- _Requirement_
Exactly reproduce the lines from the line that has "the cat face" down to the last line of the entries, inclusive.

- _Supplied material_

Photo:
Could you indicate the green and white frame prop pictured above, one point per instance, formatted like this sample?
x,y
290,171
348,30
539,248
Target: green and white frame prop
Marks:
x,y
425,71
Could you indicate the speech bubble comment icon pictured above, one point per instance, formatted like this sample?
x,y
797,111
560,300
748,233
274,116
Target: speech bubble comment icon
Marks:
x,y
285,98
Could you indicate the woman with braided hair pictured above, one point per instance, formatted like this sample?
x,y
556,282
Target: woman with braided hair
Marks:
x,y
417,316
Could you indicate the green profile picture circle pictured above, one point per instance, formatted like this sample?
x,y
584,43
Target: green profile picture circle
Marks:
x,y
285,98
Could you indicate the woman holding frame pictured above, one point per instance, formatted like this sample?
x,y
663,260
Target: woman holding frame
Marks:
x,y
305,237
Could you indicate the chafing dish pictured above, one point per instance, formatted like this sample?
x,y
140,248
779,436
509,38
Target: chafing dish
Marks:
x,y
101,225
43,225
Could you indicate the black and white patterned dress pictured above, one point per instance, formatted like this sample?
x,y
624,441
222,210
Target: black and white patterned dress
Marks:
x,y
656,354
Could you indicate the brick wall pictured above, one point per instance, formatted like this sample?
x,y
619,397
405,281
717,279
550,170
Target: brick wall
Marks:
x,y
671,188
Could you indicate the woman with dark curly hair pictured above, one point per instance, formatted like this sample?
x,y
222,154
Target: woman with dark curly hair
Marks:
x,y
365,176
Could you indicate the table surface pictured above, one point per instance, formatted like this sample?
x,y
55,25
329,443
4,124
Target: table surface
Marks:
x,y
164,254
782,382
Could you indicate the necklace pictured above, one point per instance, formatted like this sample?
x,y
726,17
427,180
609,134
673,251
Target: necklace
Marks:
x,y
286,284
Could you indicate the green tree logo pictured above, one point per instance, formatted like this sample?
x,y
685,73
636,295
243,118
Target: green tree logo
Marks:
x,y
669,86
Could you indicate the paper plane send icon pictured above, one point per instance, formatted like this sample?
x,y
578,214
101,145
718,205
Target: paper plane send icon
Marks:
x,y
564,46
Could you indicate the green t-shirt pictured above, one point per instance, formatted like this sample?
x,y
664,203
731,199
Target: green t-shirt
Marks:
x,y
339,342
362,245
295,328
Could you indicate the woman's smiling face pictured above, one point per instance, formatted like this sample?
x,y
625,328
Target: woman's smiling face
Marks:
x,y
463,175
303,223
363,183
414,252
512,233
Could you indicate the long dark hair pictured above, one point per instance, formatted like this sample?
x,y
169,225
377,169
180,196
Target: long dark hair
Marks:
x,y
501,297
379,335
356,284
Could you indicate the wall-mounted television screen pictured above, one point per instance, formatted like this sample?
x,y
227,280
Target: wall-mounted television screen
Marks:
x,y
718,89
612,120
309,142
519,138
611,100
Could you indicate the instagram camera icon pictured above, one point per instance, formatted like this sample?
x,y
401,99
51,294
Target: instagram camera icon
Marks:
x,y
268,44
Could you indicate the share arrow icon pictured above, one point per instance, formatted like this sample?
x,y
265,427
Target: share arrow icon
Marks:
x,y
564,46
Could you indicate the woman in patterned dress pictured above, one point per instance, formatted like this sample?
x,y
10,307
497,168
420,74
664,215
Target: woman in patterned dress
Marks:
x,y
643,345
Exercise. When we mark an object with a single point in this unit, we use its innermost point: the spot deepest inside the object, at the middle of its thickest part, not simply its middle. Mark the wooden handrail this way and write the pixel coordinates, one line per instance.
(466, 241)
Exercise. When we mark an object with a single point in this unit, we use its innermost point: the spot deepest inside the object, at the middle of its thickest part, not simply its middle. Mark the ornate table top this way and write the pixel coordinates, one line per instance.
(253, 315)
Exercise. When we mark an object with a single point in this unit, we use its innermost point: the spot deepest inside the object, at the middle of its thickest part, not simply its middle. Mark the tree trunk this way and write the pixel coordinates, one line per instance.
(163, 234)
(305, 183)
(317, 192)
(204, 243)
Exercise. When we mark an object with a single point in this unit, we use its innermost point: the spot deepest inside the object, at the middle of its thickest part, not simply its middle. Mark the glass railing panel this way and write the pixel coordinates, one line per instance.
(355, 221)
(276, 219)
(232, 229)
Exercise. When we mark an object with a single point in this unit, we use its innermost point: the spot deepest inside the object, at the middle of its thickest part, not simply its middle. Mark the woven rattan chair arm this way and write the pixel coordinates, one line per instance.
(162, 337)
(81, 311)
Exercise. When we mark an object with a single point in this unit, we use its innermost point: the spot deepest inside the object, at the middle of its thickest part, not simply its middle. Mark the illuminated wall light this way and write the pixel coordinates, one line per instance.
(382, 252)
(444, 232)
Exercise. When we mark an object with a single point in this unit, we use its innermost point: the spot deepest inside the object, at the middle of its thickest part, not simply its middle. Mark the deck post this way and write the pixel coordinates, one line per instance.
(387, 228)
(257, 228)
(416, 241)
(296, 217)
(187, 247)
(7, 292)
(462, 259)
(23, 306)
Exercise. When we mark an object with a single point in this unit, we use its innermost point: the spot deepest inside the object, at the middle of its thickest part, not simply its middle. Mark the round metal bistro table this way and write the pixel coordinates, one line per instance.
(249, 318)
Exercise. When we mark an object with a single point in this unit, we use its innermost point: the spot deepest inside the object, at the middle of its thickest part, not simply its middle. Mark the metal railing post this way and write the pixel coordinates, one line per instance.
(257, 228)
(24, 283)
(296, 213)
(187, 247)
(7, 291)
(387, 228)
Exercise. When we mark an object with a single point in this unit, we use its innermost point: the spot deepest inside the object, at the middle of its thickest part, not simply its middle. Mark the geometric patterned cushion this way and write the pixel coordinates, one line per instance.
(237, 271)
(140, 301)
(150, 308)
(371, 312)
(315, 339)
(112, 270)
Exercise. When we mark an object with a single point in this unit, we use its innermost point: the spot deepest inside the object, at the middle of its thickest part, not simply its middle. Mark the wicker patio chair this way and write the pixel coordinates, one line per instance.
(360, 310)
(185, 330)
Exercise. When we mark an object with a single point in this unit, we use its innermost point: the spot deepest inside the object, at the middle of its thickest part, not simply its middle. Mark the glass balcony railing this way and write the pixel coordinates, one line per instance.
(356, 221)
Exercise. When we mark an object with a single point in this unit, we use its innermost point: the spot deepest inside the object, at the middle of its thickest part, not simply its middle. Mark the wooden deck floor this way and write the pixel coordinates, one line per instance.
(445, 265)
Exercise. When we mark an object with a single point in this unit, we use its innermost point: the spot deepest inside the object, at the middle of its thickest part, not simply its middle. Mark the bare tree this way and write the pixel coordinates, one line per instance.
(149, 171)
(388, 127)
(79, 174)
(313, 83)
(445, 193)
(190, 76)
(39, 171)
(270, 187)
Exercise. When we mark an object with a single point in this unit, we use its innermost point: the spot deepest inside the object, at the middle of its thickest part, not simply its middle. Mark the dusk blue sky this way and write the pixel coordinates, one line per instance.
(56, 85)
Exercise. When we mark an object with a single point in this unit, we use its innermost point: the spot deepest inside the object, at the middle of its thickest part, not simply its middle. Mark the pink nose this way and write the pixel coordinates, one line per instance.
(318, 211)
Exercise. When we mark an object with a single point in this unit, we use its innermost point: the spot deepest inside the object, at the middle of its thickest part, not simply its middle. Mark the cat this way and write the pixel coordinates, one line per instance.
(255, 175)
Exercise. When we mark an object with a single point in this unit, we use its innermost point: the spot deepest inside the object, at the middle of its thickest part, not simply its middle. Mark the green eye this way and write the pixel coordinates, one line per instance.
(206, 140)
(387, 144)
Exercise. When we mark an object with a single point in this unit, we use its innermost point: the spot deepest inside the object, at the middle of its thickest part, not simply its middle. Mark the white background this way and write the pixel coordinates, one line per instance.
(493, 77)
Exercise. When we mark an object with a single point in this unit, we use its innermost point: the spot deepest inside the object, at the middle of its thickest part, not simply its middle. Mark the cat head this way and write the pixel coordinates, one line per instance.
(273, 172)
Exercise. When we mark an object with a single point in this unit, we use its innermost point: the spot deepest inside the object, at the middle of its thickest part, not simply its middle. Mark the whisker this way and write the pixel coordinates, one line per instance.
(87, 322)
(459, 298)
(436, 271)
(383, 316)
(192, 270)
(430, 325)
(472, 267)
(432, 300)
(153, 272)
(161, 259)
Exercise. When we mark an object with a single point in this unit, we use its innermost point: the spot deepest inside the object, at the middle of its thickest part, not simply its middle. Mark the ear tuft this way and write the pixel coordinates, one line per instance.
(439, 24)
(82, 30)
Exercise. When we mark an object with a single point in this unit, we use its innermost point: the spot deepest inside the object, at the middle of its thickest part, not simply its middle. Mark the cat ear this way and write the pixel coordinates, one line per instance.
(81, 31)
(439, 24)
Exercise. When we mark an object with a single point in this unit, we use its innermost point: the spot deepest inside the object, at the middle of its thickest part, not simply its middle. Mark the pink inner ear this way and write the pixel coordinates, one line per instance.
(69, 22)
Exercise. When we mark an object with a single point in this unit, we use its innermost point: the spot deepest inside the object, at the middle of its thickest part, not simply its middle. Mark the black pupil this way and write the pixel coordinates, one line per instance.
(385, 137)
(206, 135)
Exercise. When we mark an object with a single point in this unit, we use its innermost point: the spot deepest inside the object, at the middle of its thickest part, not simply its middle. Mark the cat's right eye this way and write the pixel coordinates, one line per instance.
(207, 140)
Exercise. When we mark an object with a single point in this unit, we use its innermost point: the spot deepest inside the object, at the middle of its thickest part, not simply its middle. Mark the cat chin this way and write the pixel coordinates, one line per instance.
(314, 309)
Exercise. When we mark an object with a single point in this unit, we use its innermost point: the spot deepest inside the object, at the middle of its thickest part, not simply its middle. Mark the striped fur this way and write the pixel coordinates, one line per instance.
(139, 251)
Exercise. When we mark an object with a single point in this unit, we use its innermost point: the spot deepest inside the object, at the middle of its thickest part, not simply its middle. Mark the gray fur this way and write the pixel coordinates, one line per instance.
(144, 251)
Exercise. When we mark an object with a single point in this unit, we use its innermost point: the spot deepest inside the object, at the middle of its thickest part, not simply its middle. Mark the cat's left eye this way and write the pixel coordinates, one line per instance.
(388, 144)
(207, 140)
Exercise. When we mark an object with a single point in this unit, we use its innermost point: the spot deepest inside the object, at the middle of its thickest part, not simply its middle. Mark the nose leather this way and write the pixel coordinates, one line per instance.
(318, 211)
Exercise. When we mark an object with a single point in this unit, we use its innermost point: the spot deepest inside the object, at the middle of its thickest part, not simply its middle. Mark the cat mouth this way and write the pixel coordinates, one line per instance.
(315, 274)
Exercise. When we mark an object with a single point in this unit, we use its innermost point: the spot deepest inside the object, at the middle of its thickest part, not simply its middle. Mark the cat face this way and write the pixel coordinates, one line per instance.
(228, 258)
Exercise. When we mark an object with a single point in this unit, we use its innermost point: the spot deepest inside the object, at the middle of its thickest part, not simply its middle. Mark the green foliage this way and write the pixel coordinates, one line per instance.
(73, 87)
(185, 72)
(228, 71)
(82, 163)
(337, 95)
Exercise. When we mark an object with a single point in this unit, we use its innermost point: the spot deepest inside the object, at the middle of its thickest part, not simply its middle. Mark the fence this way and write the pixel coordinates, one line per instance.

- _Correct result_
Exercise. When we mark an object with a single point in this unit, we use its innermost point: the spot deepest inside the object, at the middle of its thickest part, not simply its middle. Mark the cat face this way and write the pixel coordinates, one line per instance.
(228, 258)
Exercise. When we mark an object with a single point in this unit, we use its innermost point: the spot deepest inside the object, at the middle of its thickest part, not simply its middle. Mark the green foliage this way and write the pixel coordinates, one line per instance.
(73, 87)
(185, 72)
(228, 71)
(82, 163)
(337, 95)
Exercise. When we mark an object with a single point in this unit, we use its innermost point: the spot deepest inside the object, at the middle of its thickest part, not simply its middle. Mark the fence this way and write the pixel coordinates, one line per instance.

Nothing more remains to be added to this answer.